- [EXTRACT]
######

Rebecca, 51, owns a small duplex and has a job running an art program for a health care organization. She’s also an artist in her own right whose accomplishments include a piece that hangs in the Seattle Art Museum.
And she gets 99 percent of her food from the Dumpster.
“It’s so easy to eat for free,” she says. “The only things I buy are butter and milk.”
It’s no secret that American culture is a consumer culture. We like big cars, big houses and big bags of things bought at big malls and big-box retailers. On the opposite end of the spectrum are the few people who call themselves anti-consumerists, freegans, frugalists or just plain Dumpster divers. Whatever the moniker, these people delight in drastically reducing their consumer spending, finding life’s essentials at bargain prices or paying nothing at all.
“I like getting stuff free. It’s like a treasure hunt,” says Ran Prieur, 40, who lives in Washington state and whose extremely frugal life includes occasional Dumpster diving. “It’s kind of similar to what you get from gambling.”
It’s hard to say how many people are trying to live this way, but frugal communities say they are seeing more interest. A couple years ago, a group of friends in San Francisco made a compact to try not to buy anything new for a year; now there are “Compactors” all over the world. The Freecycle Network, through which people give away stuff they no longer need rather than trashing it, boasts thousands of participants.

######

- [YOUR OBJECTIVE]
Print the passage from the Dumpster diving text word for word, starting at "And she gets" and ending at "nothing at all.".

######

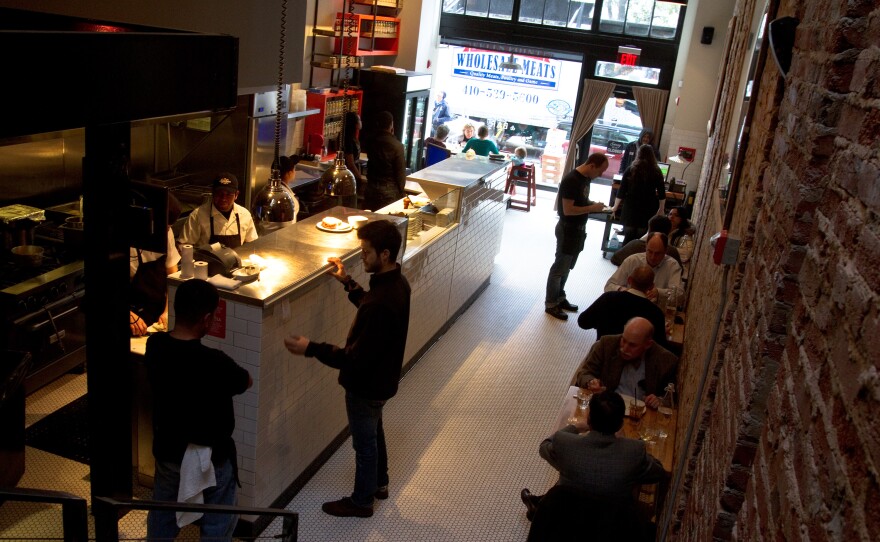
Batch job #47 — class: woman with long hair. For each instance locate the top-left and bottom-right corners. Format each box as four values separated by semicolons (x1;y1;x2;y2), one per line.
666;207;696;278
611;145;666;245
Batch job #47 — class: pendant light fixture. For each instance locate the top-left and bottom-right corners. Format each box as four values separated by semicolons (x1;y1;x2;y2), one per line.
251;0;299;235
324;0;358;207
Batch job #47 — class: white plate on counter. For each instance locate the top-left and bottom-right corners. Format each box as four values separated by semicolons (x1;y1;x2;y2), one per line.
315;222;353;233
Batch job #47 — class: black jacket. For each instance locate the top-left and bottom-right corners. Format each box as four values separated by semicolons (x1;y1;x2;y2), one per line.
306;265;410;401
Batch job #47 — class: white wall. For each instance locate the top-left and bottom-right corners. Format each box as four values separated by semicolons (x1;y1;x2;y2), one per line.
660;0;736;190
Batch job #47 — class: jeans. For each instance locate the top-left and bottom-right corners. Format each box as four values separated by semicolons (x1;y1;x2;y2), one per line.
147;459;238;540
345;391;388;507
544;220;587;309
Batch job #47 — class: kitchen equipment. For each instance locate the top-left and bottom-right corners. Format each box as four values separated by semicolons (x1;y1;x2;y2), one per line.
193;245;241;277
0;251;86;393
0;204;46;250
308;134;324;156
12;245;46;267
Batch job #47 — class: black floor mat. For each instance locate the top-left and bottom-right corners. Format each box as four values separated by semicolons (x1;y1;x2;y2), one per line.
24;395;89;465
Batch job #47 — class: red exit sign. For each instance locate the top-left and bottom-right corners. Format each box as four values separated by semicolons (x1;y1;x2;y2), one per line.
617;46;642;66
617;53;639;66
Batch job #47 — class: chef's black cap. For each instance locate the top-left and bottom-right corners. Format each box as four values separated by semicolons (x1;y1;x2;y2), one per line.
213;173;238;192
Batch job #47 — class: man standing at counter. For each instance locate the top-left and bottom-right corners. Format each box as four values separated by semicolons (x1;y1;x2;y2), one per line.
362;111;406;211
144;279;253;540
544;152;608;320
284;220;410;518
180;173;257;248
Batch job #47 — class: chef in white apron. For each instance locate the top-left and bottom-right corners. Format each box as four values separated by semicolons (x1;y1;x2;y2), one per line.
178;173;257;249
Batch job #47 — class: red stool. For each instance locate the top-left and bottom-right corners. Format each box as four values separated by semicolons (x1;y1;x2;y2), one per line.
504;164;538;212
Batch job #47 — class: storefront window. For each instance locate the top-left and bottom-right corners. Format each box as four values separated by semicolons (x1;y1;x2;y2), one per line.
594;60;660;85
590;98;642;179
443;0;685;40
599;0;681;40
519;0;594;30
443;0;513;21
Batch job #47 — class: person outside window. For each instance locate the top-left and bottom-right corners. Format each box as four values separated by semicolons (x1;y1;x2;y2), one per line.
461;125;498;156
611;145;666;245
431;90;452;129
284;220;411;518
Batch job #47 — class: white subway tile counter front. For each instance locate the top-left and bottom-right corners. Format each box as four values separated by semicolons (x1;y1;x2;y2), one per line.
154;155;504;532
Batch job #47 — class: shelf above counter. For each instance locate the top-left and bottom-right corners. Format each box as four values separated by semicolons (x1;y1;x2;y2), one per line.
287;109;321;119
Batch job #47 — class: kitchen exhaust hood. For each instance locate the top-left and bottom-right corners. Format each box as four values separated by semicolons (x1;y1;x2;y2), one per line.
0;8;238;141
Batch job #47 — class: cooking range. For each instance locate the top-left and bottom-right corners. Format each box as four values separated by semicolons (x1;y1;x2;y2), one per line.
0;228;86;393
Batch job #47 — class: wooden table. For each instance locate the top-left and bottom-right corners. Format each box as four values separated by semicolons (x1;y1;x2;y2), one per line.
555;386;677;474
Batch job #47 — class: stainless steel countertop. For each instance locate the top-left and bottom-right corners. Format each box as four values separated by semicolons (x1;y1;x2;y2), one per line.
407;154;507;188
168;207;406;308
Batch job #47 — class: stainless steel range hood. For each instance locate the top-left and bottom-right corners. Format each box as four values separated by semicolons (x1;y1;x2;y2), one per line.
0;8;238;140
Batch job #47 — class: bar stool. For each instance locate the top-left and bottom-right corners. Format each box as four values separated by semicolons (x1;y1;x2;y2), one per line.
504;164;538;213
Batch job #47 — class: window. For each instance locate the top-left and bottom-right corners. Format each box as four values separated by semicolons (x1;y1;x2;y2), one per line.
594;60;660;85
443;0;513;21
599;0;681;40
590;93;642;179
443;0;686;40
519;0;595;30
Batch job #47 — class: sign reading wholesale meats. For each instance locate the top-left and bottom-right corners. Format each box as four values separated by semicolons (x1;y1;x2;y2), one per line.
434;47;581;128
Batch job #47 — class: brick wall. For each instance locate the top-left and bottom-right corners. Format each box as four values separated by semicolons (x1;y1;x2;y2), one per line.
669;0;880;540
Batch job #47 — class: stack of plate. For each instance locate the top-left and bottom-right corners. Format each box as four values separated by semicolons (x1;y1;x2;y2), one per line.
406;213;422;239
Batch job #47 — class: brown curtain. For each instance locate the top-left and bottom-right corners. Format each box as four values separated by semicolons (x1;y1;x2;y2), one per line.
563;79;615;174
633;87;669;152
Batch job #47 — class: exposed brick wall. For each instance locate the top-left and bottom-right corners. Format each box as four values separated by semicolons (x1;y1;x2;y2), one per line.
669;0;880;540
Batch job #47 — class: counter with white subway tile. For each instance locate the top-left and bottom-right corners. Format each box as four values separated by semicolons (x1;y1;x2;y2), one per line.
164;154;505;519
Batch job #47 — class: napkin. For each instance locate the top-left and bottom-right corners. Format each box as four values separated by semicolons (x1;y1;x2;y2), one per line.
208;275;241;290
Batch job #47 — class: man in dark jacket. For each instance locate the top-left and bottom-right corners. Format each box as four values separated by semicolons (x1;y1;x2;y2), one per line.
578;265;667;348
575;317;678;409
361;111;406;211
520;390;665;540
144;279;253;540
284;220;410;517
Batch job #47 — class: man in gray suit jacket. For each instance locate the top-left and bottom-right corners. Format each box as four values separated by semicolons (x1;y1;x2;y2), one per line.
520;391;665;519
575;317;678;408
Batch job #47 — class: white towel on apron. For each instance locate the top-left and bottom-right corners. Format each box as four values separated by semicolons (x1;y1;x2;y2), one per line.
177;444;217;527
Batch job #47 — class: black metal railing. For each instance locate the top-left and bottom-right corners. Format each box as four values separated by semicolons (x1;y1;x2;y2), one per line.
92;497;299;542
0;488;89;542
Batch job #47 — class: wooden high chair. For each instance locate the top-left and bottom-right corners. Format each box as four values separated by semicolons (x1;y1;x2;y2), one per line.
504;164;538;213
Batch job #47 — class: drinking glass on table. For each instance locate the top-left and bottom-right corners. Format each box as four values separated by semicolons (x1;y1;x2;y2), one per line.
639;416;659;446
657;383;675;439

######

- [WRITTEN ANSWER]
And she gets 99 percent of her food from the Dumpster.
“It’s so easy to eat for free,” she says. “The only things I buy are butter and milk.”
It’s no secret that American culture is a consumer culture. We like big cars, big houses and big bags of things bought at big malls and big-box retailers. On the opposite end of the spectrum are the few people who call themselves anti-consumerists, freegans, frugalists or just plain Dumpster divers. Whatever the moniker, these people delight in drastically reducing their consumer spending, finding life’s essentials at bargain prices or paying nothing at all.